From the line containing "If you could mark the woman's knee" through the last line of the data, return those lines exactly as written and nothing more.
>> start
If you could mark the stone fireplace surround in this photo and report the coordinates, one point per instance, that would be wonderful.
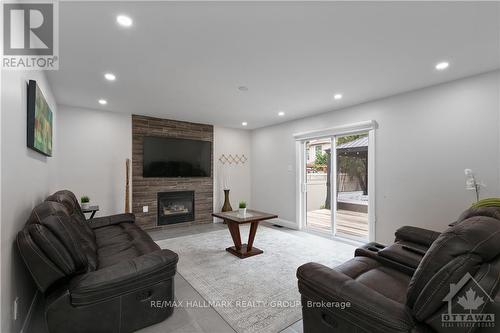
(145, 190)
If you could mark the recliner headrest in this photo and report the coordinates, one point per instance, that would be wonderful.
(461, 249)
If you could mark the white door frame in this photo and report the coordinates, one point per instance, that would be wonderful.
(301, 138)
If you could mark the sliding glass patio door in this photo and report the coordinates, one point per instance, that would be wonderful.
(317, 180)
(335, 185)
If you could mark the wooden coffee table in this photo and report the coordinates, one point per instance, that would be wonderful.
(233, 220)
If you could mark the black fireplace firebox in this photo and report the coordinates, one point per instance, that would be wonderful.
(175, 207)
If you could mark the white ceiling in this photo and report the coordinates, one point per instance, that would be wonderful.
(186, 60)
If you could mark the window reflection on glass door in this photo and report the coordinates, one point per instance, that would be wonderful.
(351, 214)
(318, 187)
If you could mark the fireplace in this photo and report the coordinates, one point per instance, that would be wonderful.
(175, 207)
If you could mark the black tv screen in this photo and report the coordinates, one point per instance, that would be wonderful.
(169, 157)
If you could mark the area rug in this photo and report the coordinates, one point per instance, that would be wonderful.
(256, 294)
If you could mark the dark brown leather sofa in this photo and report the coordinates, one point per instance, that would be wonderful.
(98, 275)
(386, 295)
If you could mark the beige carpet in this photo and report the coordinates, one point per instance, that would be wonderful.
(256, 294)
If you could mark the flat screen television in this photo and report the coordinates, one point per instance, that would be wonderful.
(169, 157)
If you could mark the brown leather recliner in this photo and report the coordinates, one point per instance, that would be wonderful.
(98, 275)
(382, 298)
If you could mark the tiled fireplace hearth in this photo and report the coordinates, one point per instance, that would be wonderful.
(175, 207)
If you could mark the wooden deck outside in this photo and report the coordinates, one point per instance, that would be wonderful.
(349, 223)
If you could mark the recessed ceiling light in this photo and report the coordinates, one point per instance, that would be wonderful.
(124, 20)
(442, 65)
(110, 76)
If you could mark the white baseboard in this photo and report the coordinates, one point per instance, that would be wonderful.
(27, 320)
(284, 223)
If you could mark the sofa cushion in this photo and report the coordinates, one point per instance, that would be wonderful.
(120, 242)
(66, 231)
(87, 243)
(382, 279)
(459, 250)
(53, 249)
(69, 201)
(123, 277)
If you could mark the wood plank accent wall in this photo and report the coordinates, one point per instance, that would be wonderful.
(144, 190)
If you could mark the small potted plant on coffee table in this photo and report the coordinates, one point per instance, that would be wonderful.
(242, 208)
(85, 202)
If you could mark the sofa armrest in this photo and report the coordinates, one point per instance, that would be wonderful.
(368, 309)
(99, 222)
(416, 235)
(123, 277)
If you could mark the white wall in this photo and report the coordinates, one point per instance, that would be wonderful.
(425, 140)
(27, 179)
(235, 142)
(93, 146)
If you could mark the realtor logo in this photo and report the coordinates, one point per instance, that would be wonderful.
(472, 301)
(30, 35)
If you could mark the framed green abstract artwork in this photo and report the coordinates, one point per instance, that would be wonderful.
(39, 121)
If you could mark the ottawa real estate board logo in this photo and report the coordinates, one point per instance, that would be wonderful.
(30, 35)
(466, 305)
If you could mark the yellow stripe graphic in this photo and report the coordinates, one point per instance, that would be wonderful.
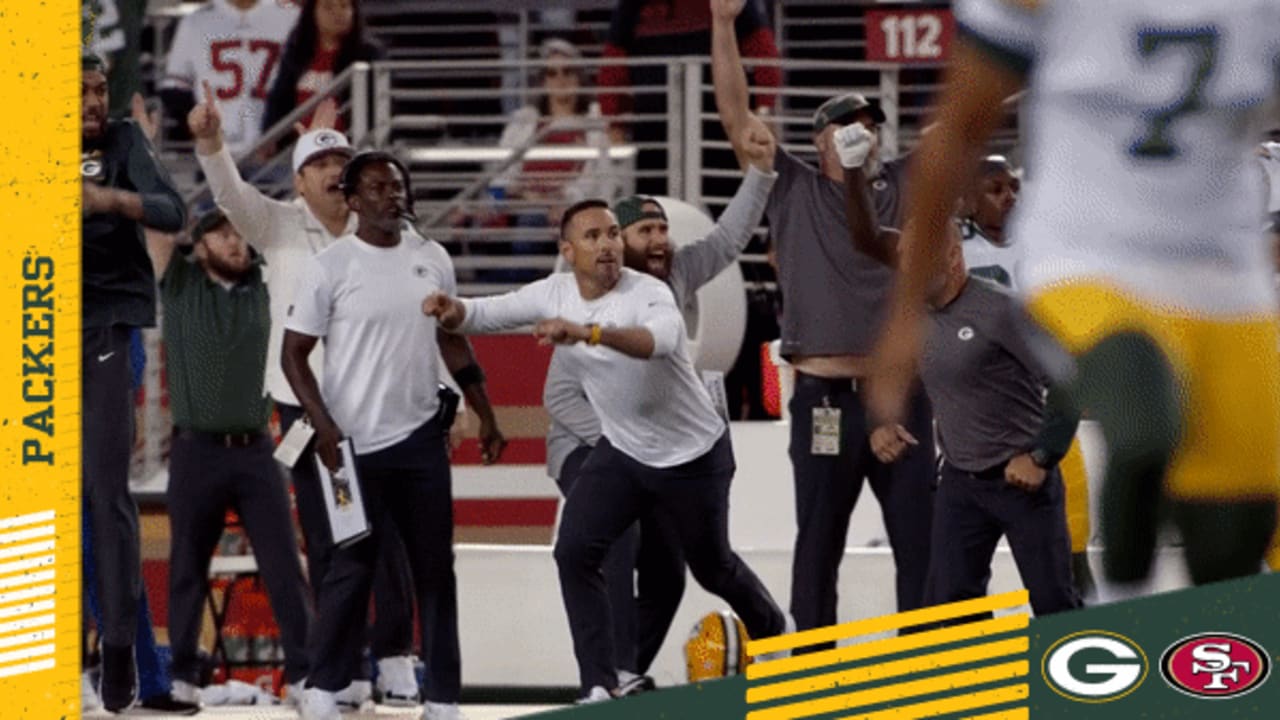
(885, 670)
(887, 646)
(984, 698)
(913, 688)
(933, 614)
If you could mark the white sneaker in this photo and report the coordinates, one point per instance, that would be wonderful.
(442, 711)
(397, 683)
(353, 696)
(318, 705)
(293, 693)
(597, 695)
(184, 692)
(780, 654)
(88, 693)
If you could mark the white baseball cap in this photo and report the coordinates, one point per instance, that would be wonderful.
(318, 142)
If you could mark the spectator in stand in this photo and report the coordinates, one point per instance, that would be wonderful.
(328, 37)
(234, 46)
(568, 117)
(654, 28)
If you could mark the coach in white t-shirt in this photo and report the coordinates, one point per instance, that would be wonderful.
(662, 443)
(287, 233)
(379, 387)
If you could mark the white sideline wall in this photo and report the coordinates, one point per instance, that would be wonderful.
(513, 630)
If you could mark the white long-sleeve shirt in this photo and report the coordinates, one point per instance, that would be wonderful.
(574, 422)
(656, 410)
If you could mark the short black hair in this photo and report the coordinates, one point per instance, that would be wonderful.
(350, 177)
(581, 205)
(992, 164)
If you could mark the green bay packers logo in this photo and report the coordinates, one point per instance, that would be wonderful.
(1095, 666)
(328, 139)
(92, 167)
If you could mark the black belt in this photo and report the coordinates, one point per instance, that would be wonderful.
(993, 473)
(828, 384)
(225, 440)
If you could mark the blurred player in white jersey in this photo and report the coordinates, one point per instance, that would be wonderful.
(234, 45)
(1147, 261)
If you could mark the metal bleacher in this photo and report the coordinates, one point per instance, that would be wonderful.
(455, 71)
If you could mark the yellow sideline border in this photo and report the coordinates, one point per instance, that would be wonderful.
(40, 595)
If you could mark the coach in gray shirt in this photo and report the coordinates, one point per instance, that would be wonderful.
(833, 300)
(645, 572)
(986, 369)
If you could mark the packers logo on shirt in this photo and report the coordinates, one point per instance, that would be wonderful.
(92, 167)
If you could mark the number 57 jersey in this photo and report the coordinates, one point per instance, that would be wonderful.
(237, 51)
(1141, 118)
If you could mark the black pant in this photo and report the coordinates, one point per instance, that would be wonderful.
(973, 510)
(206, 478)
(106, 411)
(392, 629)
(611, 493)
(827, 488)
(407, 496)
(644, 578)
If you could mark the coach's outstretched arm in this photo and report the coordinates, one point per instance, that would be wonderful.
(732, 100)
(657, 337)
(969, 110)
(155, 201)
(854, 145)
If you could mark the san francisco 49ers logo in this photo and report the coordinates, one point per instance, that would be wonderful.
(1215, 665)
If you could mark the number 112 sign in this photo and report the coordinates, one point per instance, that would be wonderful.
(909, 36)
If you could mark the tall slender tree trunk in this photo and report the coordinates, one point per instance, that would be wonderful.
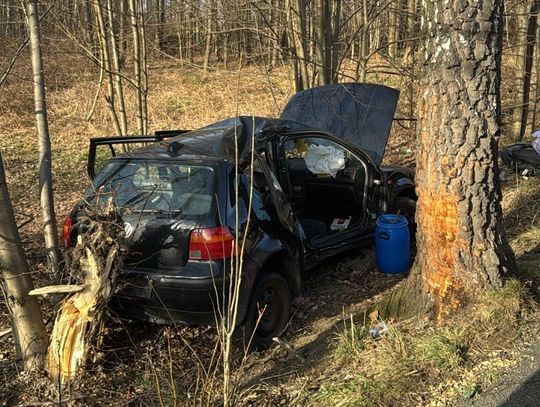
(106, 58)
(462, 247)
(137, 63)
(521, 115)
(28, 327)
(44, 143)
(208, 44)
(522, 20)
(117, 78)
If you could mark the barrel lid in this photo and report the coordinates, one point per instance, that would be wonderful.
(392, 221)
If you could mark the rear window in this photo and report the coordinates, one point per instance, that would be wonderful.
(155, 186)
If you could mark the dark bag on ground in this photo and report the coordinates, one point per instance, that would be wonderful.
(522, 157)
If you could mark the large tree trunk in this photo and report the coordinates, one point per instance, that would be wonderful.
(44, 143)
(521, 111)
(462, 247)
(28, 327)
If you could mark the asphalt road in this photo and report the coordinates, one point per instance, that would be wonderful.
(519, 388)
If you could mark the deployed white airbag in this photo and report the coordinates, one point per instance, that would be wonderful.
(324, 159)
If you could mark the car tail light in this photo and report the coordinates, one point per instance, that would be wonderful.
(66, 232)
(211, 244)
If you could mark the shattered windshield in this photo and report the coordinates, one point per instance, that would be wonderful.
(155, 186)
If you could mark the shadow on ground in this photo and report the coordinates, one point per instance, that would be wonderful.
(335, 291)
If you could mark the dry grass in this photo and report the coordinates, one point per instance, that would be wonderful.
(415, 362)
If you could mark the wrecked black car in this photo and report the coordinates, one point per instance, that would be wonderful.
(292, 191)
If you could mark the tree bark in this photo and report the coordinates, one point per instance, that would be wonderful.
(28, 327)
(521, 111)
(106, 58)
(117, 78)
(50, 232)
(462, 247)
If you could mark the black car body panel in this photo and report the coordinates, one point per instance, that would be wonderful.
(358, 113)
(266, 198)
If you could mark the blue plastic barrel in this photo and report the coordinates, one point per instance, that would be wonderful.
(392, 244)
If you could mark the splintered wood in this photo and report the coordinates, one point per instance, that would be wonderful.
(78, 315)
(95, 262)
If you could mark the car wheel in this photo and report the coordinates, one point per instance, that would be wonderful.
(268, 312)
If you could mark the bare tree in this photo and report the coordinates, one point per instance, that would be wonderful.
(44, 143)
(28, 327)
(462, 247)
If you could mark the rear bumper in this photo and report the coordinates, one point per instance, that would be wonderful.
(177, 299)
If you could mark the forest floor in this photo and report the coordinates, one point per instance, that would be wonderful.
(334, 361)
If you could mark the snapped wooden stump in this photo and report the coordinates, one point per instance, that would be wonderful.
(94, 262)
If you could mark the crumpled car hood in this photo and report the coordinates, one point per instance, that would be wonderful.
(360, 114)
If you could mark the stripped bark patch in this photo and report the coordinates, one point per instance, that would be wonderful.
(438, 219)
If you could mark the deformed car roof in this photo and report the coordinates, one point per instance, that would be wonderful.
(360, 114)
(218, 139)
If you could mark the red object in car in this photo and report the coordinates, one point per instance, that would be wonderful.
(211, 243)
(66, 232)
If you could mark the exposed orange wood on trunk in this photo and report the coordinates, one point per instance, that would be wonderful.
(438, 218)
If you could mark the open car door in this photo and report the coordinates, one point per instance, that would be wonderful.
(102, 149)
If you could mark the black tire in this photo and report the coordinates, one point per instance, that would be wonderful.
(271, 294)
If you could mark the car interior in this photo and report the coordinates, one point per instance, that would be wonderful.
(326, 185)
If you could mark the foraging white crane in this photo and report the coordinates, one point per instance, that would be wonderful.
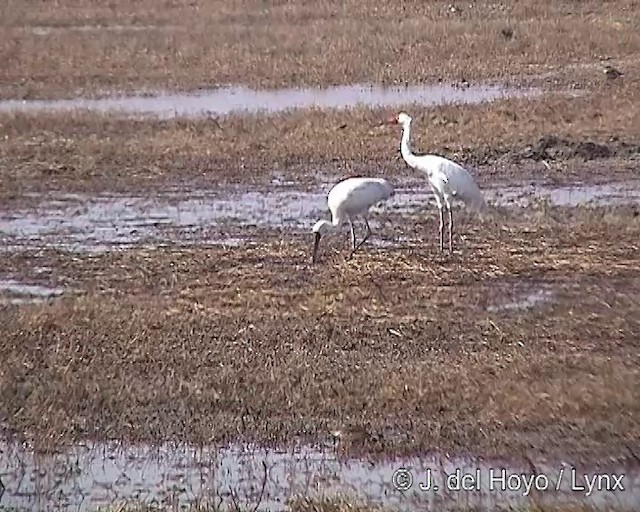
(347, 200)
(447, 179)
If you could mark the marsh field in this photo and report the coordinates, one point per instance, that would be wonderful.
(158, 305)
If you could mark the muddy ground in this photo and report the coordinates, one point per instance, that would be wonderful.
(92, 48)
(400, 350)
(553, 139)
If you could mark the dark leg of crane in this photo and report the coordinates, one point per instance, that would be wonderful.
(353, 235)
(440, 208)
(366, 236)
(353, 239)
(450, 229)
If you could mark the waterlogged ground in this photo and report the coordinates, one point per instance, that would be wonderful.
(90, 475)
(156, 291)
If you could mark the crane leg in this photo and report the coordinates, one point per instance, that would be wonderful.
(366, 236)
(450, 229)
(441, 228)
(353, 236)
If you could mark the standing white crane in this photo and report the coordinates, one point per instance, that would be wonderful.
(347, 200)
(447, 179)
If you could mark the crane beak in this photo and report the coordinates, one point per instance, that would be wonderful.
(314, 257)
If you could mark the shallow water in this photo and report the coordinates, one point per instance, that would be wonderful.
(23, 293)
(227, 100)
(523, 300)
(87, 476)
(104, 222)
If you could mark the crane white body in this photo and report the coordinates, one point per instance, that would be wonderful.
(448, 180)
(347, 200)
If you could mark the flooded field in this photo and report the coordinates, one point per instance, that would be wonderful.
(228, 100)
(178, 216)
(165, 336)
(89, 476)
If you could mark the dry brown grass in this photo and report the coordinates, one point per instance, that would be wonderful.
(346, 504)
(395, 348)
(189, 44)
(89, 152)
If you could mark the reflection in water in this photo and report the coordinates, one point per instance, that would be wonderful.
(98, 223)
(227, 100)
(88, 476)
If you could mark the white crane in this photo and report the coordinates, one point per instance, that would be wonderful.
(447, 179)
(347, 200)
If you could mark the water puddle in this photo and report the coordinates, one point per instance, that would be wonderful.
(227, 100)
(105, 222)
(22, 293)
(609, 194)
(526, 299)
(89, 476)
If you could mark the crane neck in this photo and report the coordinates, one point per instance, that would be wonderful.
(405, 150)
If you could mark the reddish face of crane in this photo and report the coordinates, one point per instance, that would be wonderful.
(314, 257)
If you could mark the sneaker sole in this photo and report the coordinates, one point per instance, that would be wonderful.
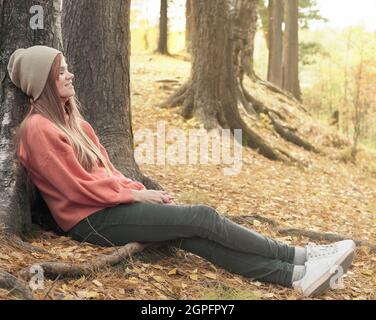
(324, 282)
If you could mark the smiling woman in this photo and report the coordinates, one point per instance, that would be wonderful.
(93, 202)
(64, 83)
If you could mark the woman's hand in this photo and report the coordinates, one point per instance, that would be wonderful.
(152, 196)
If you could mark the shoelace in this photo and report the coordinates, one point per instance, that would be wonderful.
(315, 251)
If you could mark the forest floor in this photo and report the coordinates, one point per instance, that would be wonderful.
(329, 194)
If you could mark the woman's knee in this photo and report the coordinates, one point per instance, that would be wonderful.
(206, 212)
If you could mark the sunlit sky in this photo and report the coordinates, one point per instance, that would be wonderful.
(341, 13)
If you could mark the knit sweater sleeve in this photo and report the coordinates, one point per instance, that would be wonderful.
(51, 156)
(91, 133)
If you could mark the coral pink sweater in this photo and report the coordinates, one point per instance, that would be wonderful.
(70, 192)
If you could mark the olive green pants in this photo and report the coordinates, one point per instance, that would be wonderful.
>> end
■ Task output:
If you could mark the woman's knee in this photo and report the coordinates, one point per instance, that would be wonderful.
(206, 212)
If you could mark the sunlit sky in this photo and report the coordinates, one point per instance, that would be wonderful.
(341, 13)
If you could mark the knit sweater sleeve in this photo and report the coordinates, one point per instance, that would be wonderful.
(51, 156)
(91, 133)
If you could mark the coral pink sweater in this photo and report the coordinates, one point per instance, that would be wonderful.
(70, 192)
If you could mark the olive green pants in this photo and report the coordinates, one point per instance, that would be wonderful.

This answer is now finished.